### [Tasks for this exercise]
1: Using the article on California's vaccine allocation, answer each question on its own line, marked (a), (b), (c):
(a) Among how many ZIP codes will the set-aside doses be spread?
(b) Who is the state's health and human services secretary?
(c) How many vaccines does the U.S. now have available?
2: Return, word for word, the stretch of the article on California's vaccine allocation from "The doses will" through "a briefing Thursday.".

### [Excerpt provided]
# # # #

California to give 40% of vaccine doses to vulnerable areas
SACRAMENTO, Calif. — California will begin setting aside 40% of all vaccine doses for people who live in the most vulnerable neighborhoods in an effort to inoculate people most at risk from the coronavirus and get the state’s economy open more quickly.
The doses will be spread among 400 ZIP codes where there are about 8 million people eligible for shots, said Dr. Mark Ghaly, the state’s health and human services secretary. Many of the neighborhoods are concentrated in Los Angeles County and the central valley, which have had among the highest rates of infection. The areas are considered most vulnerable based on metrics such as household income, education level, housing status and access to transportation.
Ghaly said the goal is to cut transmission rates and reopen the state’s economy.
“As we achieve higher levels of vaccine in the hardest hit communities, we feel more confident that more and more activities across the state can occur,” he said in a briefing Thursday.
The announcement is the latest change in an ever-evolving system to get California’s nearly 40 million residents vaccinated, adding to ongoing confusion among people who just want to know when they can get the shot. The move to ease reopening standards also comes days after several Republican-led states announced they were lifting COVID-19 restrictions as the U.S. now has three vaccines available.
Currently, people 65 and over, farmworkers and grocery clerks, educators and emergency service workers are eligible for shots in California; transit workers, flight attendants and hardware store clerks are among those clamoring to be added to the priority access list.

# # # #

### [Provided records]
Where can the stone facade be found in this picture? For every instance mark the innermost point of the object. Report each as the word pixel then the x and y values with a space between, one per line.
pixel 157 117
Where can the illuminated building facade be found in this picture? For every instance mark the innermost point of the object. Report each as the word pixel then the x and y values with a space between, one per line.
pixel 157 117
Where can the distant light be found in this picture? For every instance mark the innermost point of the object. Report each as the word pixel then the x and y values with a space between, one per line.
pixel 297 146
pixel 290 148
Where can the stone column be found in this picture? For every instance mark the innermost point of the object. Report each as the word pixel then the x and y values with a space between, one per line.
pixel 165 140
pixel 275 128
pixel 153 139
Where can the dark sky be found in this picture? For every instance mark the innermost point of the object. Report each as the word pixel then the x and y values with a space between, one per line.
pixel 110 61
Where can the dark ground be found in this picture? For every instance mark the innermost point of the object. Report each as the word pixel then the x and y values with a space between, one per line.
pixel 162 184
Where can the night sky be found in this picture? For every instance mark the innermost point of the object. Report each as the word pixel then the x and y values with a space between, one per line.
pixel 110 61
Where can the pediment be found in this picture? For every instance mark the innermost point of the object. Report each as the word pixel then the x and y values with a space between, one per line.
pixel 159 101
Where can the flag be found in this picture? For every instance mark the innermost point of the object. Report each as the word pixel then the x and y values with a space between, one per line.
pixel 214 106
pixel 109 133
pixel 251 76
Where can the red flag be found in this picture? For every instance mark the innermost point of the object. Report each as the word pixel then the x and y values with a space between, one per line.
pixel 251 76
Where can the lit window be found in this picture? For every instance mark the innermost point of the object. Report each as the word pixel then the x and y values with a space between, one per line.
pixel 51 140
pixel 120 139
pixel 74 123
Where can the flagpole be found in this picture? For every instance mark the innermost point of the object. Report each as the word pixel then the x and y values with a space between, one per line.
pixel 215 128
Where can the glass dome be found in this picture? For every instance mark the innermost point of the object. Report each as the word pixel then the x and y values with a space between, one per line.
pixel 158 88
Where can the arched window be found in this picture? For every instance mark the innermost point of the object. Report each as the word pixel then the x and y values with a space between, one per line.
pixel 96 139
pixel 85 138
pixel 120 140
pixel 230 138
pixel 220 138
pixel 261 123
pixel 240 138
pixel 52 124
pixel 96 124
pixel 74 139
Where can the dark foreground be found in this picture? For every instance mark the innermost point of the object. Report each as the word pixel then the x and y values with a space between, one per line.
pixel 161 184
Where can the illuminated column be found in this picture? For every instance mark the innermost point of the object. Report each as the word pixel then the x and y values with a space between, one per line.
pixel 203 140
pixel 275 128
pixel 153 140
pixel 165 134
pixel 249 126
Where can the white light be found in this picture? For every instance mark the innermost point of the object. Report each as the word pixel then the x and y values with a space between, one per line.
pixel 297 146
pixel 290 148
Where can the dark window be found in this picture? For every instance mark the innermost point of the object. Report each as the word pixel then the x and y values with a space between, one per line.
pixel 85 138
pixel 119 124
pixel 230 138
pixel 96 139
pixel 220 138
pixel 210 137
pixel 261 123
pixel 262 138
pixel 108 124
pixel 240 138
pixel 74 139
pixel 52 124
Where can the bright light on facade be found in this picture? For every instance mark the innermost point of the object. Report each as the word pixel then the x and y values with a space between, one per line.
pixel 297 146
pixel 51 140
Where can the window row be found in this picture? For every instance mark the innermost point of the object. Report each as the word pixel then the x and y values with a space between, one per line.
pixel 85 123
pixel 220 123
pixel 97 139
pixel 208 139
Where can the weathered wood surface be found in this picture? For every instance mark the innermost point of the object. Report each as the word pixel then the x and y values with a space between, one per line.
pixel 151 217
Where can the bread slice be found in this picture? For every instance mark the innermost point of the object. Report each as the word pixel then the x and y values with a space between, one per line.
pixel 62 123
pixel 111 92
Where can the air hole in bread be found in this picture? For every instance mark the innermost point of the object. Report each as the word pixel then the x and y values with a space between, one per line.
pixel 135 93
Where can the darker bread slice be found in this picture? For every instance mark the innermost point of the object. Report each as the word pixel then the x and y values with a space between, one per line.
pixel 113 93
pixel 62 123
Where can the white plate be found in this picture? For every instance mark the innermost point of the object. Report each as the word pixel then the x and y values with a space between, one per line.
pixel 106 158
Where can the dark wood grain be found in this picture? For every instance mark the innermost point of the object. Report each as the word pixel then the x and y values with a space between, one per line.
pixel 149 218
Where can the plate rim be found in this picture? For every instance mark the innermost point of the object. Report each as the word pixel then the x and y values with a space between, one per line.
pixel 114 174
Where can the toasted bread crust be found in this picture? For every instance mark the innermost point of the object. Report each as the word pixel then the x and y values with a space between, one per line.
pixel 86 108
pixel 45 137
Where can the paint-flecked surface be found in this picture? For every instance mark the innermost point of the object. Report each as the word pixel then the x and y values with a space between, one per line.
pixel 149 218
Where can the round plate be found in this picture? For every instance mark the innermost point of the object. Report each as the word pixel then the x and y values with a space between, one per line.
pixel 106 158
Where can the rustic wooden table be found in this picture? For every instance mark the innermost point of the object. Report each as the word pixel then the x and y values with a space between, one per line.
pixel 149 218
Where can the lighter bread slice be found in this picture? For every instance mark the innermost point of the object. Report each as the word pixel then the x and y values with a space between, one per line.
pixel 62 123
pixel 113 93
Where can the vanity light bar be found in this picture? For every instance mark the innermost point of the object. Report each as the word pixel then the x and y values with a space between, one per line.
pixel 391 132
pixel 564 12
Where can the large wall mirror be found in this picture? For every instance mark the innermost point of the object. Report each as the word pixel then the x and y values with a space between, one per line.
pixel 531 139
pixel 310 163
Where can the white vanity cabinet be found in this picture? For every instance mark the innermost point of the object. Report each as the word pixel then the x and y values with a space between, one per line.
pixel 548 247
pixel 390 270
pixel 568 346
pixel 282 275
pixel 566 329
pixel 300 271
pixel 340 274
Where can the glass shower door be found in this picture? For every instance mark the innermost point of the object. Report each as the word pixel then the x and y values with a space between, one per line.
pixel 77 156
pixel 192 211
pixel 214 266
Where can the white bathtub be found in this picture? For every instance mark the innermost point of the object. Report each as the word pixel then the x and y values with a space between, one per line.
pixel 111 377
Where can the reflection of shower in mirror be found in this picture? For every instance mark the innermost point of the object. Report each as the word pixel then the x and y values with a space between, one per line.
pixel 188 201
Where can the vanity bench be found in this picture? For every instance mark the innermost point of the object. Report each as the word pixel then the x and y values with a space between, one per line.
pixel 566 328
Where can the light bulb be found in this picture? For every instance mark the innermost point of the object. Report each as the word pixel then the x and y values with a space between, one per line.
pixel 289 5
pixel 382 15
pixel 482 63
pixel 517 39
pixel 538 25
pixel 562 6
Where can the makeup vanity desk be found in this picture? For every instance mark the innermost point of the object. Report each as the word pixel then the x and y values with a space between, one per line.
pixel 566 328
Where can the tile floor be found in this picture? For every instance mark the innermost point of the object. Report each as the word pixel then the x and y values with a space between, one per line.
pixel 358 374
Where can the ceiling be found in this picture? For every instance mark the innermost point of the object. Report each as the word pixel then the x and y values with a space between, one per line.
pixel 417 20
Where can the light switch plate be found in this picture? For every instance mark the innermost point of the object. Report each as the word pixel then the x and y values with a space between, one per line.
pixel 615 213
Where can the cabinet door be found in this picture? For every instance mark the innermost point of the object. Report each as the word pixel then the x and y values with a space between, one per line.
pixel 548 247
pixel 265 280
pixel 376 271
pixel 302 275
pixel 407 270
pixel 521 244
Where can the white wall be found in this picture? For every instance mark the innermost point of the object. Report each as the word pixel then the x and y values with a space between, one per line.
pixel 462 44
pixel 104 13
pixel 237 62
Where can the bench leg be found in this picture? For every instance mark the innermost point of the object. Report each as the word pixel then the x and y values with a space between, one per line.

# # # #

### [List of solutions]
1:
(a) 400
(b) Dr. Mark Ghaly
(c) Three

2:
The doses will be spread among 400 ZIP codes where there are about 8 million people eligible for shots, said Dr. Mark Ghaly, the state’s health and human services secretary. Many of the neighborhoods are concentrated in Los Angeles County and the central valley, which have had among the highest rates of infection. The areas are considered most vulnerable based on metrics such as household income, education level, housing status and access to transportation.
Ghaly said the goal is to cut transmission rates and reopen the state’s economy.
“As we achieve higher levels of vaccine in the hardest hit communities, we feel more confident that more and more activities across the state can occur,” he said in a briefing Thursday.